* [EXERCISE INSTRUCTIONS]:
In the listing below, find the line containing "white window in the image above." and the line containing "roof in the image above.". Repeat exactly those two lines and every line between them.

* [INFORMATION GIVEN]:

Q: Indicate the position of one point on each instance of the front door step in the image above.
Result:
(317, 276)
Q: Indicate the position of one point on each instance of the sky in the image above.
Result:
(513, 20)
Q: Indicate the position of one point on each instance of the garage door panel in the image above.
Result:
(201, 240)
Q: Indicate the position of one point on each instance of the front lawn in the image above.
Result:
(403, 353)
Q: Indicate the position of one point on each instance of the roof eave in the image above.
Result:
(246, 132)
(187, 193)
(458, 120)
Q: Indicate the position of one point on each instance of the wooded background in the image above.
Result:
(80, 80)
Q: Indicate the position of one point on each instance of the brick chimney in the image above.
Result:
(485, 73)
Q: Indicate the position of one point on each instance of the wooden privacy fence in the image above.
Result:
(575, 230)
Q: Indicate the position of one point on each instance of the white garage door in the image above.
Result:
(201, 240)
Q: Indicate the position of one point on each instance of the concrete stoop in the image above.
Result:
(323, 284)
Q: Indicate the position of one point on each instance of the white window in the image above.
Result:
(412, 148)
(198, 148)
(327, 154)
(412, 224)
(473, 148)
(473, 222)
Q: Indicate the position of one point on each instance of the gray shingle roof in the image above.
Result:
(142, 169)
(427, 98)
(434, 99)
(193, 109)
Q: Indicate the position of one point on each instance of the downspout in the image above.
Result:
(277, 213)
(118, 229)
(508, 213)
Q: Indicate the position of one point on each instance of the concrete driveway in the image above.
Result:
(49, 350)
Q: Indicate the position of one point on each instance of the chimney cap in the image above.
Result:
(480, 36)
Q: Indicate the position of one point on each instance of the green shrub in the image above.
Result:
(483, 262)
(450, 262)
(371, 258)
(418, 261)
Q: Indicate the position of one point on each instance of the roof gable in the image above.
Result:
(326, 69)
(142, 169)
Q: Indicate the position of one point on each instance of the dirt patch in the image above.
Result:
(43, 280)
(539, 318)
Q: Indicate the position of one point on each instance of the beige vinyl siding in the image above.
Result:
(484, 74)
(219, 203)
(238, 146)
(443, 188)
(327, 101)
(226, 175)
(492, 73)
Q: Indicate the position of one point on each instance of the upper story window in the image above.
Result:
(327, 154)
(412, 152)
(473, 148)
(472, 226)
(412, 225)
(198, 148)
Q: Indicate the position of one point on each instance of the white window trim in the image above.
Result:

* [WRITTEN ANSWER]:
Q: Indicate the position of one point on each instance of the white window in the image above.
Result:
(412, 148)
(198, 148)
(327, 154)
(412, 224)
(473, 148)
(473, 222)
Q: Indicate the position of one point on each instance of the gray shingle roof in the image above.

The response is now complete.